For this exercise, repeat the records below exactly as written.

__DATA TO USE__:

━━━━━━━━━━━━━━━━━━━━

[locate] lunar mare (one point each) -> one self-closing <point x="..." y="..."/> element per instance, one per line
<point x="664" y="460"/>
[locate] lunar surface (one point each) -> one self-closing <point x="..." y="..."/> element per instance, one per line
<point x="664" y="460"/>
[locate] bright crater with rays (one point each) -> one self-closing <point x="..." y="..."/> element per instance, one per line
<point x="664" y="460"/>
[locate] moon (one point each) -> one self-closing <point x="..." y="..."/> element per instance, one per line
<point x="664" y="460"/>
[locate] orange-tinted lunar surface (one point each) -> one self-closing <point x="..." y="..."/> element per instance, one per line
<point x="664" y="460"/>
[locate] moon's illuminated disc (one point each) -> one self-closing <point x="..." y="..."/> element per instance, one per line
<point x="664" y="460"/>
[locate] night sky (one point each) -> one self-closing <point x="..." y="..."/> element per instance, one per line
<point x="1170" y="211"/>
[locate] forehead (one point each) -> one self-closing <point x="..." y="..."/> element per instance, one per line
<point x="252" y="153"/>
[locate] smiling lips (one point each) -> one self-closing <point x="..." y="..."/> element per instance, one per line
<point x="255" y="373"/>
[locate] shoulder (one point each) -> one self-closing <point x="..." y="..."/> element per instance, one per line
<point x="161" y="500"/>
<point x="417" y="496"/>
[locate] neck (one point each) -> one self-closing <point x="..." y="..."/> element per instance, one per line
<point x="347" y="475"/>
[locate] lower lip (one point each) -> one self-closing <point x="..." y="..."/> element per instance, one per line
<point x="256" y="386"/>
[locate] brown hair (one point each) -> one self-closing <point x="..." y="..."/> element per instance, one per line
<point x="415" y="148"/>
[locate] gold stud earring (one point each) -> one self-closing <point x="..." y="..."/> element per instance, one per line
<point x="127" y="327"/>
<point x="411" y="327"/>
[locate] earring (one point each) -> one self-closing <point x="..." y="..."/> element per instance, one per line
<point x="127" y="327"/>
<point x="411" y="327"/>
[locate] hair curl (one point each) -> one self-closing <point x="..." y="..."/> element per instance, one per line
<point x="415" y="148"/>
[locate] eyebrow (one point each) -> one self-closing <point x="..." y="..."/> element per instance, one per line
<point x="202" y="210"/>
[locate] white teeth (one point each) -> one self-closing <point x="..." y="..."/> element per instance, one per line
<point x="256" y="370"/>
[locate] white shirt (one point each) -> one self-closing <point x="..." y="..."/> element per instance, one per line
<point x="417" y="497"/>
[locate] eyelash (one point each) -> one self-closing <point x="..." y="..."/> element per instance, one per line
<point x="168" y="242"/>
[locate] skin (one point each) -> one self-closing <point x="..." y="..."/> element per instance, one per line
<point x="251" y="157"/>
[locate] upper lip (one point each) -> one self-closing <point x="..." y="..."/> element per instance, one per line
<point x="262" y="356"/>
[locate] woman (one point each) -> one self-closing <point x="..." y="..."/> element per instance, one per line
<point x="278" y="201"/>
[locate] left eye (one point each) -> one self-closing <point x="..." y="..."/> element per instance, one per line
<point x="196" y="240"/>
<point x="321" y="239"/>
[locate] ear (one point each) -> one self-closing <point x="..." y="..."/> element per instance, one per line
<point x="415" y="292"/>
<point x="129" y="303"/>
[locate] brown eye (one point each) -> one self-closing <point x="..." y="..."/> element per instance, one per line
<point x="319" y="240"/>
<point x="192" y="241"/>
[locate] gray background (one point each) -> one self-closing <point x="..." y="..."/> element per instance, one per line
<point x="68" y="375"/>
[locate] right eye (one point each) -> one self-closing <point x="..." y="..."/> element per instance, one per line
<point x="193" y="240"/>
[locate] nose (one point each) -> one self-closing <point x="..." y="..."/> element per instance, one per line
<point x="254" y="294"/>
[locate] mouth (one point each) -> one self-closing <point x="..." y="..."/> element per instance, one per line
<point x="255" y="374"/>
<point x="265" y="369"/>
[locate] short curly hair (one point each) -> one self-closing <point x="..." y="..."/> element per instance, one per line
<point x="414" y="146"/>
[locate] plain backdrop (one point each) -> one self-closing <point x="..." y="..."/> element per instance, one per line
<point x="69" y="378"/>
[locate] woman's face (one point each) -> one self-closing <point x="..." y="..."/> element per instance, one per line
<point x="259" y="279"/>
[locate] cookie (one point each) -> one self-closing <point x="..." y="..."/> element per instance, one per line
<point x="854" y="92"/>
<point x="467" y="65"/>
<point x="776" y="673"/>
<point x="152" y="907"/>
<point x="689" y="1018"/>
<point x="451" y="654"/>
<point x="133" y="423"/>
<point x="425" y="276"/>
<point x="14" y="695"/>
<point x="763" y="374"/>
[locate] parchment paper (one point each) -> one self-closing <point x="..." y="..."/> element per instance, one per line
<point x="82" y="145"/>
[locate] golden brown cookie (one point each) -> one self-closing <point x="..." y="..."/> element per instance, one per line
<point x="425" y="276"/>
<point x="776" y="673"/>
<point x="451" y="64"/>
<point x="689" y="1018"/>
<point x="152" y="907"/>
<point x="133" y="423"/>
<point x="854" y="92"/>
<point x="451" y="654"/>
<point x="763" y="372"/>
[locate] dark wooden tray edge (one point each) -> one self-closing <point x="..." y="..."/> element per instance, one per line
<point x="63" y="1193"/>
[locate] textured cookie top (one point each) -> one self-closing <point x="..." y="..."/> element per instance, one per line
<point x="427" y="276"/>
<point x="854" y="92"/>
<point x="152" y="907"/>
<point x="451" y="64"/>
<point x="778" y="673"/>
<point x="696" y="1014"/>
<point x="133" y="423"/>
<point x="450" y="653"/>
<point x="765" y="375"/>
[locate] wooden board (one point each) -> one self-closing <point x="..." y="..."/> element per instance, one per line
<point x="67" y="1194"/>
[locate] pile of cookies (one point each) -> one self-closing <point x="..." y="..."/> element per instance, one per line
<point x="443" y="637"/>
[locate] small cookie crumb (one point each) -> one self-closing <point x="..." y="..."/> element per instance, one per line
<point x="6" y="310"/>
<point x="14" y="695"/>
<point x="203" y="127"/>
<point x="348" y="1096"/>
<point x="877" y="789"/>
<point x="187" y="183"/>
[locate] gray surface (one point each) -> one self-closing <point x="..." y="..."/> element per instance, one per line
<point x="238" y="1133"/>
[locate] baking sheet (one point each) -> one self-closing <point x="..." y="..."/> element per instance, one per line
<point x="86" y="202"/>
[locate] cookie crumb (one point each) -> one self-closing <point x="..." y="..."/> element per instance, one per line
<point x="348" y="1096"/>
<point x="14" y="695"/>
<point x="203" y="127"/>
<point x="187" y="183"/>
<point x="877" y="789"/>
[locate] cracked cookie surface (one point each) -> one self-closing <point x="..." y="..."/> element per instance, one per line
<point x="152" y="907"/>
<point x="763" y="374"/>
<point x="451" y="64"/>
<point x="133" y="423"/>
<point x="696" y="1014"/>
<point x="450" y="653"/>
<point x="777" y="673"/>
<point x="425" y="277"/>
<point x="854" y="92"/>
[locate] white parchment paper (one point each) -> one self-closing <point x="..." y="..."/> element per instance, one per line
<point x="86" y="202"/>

━━━━━━━━━━━━━━━━━━━━

__TASK RESULT__:
[locate] lunar mare (one point each) -> one self-closing <point x="..." y="..."/> element per instance, one per line
<point x="664" y="460"/>
[locate] lunar surface (one point each) -> one self-closing <point x="..." y="..."/> element per instance, one per line
<point x="664" y="460"/>
[locate] bright crater with rays (one point each) -> one self-closing <point x="..." y="..."/> element per instance, one per line
<point x="664" y="460"/>
[locate] moon (one point each) -> one self-closing <point x="..." y="..."/> element per instance, one per line
<point x="664" y="460"/>
[locate] orange-tinted lunar surface (one point each) -> one self-closing <point x="..." y="..."/> element per instance, one per line
<point x="664" y="460"/>
[locate] moon's illuminated disc (one point each) -> one self-closing <point x="..." y="..."/> element per instance, one per line
<point x="664" y="460"/>
[locate] night sky (one point each) -> one self-closing <point x="..." y="..."/> element per instance, one per line
<point x="1170" y="211"/>
[locate] forehead (one point each) -> one self-closing <point x="..." y="..."/> element per instance, one per line
<point x="252" y="153"/>
[locate] smiling lips (one point each) -> one self-closing <point x="..." y="..."/> element per instance, one per line
<point x="255" y="373"/>
[locate] shoulder (one point each) -> one self-closing <point x="..." y="..."/> element per instance, one per line
<point x="161" y="500"/>
<point x="417" y="496"/>
[locate] neck (one point each) -> one self-closing <point x="..." y="..."/> element per instance, one per line
<point x="347" y="475"/>
[locate] lower lip (one point each) -> one self-closing <point x="..." y="..."/> element per instance, one per line
<point x="256" y="386"/>
[locate] brown hair (one point each) -> one self-closing <point x="..." y="..."/> element per instance, one per line
<point x="415" y="148"/>
[locate] gold stud earring (one point each) -> one self-closing <point x="..." y="..."/> element per instance, one per line
<point x="127" y="327"/>
<point x="411" y="327"/>
[locate] earring (one point each) -> one self-closing <point x="..." y="..."/> element per instance, one per line
<point x="127" y="327"/>
<point x="411" y="327"/>
[locate] hair curl (one point each) -> one self-closing <point x="..." y="..."/> element per instance, one per line
<point x="415" y="148"/>
[locate] eyebrow (one point each) -> one self-closing <point x="..." y="..."/> element per instance, one per line
<point x="202" y="210"/>
[locate] white teeth (one point each) -> one self-closing <point x="..." y="..."/> element per instance, one per line
<point x="256" y="370"/>
[locate] white shirt (one point each) -> one self-closing <point x="..." y="..."/> element per instance, one per line
<point x="417" y="497"/>
[locate] eyelash (one point each) -> one self-closing <point x="..." y="..."/> element per instance, one per line
<point x="168" y="242"/>
[locate] skin (one point each) -> one self-closing <point x="..." y="..."/> element per instance, one per line
<point x="251" y="157"/>
[locate] upper lip (one point each) -> one self-closing <point x="..." y="..."/> element per instance, one per line
<point x="262" y="356"/>
[locate] woman (one point each) -> one self-closing <point x="..." y="..."/> element per instance, one per line
<point x="278" y="201"/>
[locate] left eye (one point each) -> one self-closing <point x="..." y="..."/> element per instance, one per line
<point x="196" y="240"/>
<point x="321" y="239"/>
[locate] ear (one point each) -> one self-closing <point x="..." y="..."/> element per instance, one per line
<point x="415" y="292"/>
<point x="129" y="303"/>
[locate] brown eye (one point each) -> one self-closing <point x="..." y="..."/> element per instance, one per line
<point x="319" y="240"/>
<point x="192" y="241"/>
[locate] gray background (one point each) -> one self-closing <point x="..." y="..."/> element per instance, one per line
<point x="68" y="375"/>
[locate] right eye (one point each) -> one self-closing <point x="..." y="..."/> element per instance, one per line
<point x="193" y="240"/>
[locate] nose (one point each) -> one self-closing <point x="..." y="..."/> element per instance, one per line
<point x="254" y="294"/>
[locate] mouth (one point each) -> one self-closing <point x="..." y="..."/> element per instance, one per line
<point x="255" y="374"/>
<point x="265" y="369"/>
[locate] short curly hair (one point each) -> one self-closing <point x="..." y="..."/> element per instance, one per line
<point x="414" y="146"/>
[locate] plain backdrop (one point each) -> one self-closing <point x="..." y="..."/> element per instance, one per line
<point x="69" y="378"/>
[locate] woman's face (one point each) -> one self-closing <point x="..." y="..."/> element per instance, one per line
<point x="259" y="279"/>
[locate] cookie (one point each) -> one self-closing <point x="..." y="..."/> element per instance, one per line
<point x="854" y="92"/>
<point x="467" y="65"/>
<point x="776" y="673"/>
<point x="152" y="907"/>
<point x="689" y="1018"/>
<point x="451" y="654"/>
<point x="133" y="423"/>
<point x="425" y="276"/>
<point x="14" y="695"/>
<point x="763" y="374"/>
[locate] parchment paper (one point each) -> one self-closing <point x="..." y="..."/> element per instance, one per line
<point x="82" y="145"/>
[locate] golden brown cookie (one point each) -> one self-closing <point x="..." y="..."/> element per instance, one per line
<point x="425" y="276"/>
<point x="776" y="673"/>
<point x="451" y="64"/>
<point x="689" y="1018"/>
<point x="152" y="907"/>
<point x="133" y="423"/>
<point x="854" y="92"/>
<point x="451" y="654"/>
<point x="763" y="372"/>
[locate] dark wooden tray edge (one point each) -> one self-closing <point x="..." y="..."/> element per instance, one per line
<point x="63" y="1193"/>
[locate] textured cookie top (one point each) -> one self-closing <point x="..." y="..."/> element per instance, one per line
<point x="427" y="276"/>
<point x="854" y="92"/>
<point x="152" y="907"/>
<point x="451" y="64"/>
<point x="778" y="673"/>
<point x="696" y="1014"/>
<point x="133" y="423"/>
<point x="450" y="653"/>
<point x="765" y="375"/>
[locate] wooden board (one point each) -> one self-closing <point x="..." y="..."/> element per instance, one per line
<point x="67" y="1194"/>
[locate] pile of cookies (one point each) -> one self-closing <point x="..." y="..."/> element per instance, one per line
<point x="443" y="637"/>
[locate] small cookie crumb (one point each) -> one self-closing <point x="..." y="..."/> element per instance, one per line
<point x="6" y="310"/>
<point x="14" y="695"/>
<point x="203" y="127"/>
<point x="348" y="1096"/>
<point x="877" y="789"/>
<point x="187" y="183"/>
[locate] gray surface (one point each) -> one self-closing <point x="..." y="..."/> element per instance, one per line
<point x="238" y="1133"/>
[locate] baking sheet (one point each) -> one self-closing <point x="..." y="..."/> element per instance, one per line
<point x="86" y="202"/>
[locate] cookie crumb (one point each) -> one self-closing <point x="..." y="..."/> element per instance, one per line
<point x="348" y="1096"/>
<point x="14" y="695"/>
<point x="203" y="127"/>
<point x="187" y="183"/>
<point x="877" y="789"/>
[locate] cracked cookie surface (one point each) -> one self-closing <point x="..." y="..."/> element per instance, one per line
<point x="152" y="907"/>
<point x="763" y="374"/>
<point x="451" y="64"/>
<point x="133" y="423"/>
<point x="696" y="1014"/>
<point x="450" y="653"/>
<point x="777" y="673"/>
<point x="425" y="277"/>
<point x="854" y="92"/>
[locate] white parchment paper (one point each) -> one self-closing <point x="..." y="..."/> element per instance, one per line
<point x="86" y="202"/>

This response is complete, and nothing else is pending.